What the task asks: Locate the line containing "Where can you spot the shoreline?" in the data below. Reproduce it and every following line up to the end, exactly as given.

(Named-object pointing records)
::::

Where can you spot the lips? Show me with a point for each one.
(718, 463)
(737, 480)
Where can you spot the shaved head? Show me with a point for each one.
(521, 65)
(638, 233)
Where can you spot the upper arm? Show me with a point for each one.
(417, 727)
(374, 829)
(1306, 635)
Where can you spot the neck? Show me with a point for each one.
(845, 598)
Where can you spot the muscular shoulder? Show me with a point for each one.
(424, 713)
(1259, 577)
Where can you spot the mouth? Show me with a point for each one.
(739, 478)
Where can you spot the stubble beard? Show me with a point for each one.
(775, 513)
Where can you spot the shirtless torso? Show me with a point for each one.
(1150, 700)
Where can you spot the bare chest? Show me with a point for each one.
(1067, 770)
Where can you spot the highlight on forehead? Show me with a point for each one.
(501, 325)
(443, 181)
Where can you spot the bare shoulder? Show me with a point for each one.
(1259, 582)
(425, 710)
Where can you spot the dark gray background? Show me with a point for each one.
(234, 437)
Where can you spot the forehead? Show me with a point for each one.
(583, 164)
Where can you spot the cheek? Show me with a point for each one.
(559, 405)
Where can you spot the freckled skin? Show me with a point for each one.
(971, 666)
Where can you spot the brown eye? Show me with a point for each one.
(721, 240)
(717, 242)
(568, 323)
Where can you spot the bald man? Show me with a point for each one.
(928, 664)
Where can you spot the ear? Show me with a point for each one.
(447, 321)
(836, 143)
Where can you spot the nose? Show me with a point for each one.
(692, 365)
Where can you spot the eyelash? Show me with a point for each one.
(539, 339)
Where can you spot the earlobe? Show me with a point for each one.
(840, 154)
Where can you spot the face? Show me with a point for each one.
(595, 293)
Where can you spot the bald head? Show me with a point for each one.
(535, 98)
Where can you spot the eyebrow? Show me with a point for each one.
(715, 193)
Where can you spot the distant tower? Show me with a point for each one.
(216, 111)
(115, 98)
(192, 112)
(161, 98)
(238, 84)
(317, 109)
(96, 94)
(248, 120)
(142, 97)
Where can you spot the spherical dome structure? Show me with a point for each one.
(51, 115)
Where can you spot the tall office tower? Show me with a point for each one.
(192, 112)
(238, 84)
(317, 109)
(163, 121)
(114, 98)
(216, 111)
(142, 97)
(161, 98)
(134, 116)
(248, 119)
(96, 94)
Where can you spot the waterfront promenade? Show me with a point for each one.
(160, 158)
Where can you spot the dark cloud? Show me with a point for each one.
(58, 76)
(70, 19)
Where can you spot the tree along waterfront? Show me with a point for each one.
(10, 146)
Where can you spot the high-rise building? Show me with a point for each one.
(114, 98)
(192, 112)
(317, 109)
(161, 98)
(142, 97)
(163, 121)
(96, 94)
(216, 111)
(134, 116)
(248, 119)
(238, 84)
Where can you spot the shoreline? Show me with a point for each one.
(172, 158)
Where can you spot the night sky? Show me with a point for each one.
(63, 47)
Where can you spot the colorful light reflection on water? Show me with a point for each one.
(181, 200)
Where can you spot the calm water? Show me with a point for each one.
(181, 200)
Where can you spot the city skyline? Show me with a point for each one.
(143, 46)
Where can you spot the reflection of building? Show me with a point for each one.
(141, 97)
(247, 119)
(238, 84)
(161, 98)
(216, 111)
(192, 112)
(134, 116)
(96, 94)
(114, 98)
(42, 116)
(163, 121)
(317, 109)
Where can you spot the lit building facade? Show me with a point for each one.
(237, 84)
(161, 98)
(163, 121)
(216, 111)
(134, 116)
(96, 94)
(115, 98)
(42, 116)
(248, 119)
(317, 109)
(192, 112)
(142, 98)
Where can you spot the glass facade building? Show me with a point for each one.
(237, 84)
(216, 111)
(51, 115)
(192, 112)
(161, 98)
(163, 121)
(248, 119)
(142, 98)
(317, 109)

::::

Result:
Where can you spot the shoreline? Show me with a point for each one.
(172, 158)
Where can you spot the night sky? Show me with a point for each one.
(63, 47)
Where can you spot the colorful light reflection on water? Show me with a point for each one.
(181, 200)
Where can you spot the calm water? Show me with a point for each one.
(181, 200)
Where can you spot the city skyline? Show me with a point for each one.
(143, 46)
Where can you spot the reflection of building? Show me with a point for each one.
(141, 97)
(247, 119)
(238, 84)
(161, 98)
(216, 111)
(192, 112)
(134, 116)
(96, 94)
(114, 98)
(42, 116)
(163, 121)
(317, 109)
Where can you spot the lit building facade? Show me with a point for each one.
(237, 84)
(161, 98)
(163, 121)
(216, 111)
(134, 116)
(96, 94)
(115, 98)
(42, 116)
(248, 119)
(317, 109)
(192, 112)
(142, 98)
Where can you spot the glass facade building? Show me with a point for each one.
(237, 84)
(216, 111)
(51, 115)
(192, 112)
(161, 98)
(163, 121)
(248, 119)
(142, 98)
(317, 109)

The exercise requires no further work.